> _Directions for this task_
Copy out every line in the entries below that contains the word "road".

(Data listing)
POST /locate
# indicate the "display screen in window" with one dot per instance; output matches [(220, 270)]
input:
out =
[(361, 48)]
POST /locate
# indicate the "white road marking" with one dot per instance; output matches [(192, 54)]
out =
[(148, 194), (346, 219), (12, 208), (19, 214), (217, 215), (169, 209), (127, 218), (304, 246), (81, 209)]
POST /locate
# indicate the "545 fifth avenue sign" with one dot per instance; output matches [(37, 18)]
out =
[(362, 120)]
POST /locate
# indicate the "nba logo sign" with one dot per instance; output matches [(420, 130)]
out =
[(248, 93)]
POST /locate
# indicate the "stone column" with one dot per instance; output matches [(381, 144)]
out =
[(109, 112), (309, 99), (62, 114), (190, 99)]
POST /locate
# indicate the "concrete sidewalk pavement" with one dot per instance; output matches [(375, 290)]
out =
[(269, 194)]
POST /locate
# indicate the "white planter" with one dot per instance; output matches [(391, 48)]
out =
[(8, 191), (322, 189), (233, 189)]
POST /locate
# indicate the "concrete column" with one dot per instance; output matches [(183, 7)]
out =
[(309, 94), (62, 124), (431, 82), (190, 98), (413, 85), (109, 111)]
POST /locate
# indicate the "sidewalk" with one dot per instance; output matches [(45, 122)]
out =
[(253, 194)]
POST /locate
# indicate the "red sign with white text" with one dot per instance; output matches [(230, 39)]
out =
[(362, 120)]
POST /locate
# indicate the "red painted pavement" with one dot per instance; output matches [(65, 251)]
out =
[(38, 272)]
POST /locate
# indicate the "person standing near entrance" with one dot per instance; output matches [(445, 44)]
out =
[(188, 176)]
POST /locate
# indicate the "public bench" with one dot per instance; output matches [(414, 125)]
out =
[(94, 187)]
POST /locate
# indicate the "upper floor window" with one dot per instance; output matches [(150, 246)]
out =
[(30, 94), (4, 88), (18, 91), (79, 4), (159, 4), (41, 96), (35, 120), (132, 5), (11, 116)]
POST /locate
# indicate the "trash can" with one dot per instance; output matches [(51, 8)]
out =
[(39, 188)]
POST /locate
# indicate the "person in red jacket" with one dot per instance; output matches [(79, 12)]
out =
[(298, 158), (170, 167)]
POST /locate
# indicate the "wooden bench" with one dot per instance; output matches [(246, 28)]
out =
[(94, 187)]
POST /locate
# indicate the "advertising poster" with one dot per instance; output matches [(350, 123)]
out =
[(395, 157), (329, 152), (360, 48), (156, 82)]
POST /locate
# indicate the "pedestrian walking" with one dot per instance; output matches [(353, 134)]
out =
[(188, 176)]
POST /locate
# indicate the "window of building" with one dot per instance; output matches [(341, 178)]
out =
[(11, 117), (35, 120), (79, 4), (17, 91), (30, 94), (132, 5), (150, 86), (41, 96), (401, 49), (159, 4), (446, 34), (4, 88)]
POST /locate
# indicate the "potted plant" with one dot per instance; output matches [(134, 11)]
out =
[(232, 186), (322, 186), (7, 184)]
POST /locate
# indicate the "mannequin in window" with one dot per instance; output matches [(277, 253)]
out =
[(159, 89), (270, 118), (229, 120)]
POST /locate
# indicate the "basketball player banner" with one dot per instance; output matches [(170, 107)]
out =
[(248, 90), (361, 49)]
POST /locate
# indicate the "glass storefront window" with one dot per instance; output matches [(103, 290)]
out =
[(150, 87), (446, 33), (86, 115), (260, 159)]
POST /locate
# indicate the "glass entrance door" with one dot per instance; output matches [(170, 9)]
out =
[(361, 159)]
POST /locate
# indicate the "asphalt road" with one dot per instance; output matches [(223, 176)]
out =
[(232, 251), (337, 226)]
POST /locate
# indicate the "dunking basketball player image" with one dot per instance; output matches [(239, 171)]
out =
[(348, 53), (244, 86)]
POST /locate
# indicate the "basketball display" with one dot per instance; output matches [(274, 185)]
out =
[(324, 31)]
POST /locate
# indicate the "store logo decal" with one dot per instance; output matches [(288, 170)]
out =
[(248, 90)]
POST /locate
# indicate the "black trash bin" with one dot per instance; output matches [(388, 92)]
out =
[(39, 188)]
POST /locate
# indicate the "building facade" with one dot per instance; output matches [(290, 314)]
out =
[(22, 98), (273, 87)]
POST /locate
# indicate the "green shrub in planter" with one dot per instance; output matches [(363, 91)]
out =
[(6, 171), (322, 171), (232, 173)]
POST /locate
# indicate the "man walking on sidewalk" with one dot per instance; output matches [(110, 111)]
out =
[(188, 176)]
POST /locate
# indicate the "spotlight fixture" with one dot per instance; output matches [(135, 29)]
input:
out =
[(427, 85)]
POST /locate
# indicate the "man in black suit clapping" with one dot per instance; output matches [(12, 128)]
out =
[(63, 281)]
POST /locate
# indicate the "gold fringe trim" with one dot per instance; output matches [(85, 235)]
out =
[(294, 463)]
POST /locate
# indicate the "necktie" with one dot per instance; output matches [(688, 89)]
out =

> _Answer below_
# indicate the "white road marking" with one dot per instance; output matches [(192, 54)]
# indicate the "asphalt road" with one dot per instance; output matches [(223, 176)]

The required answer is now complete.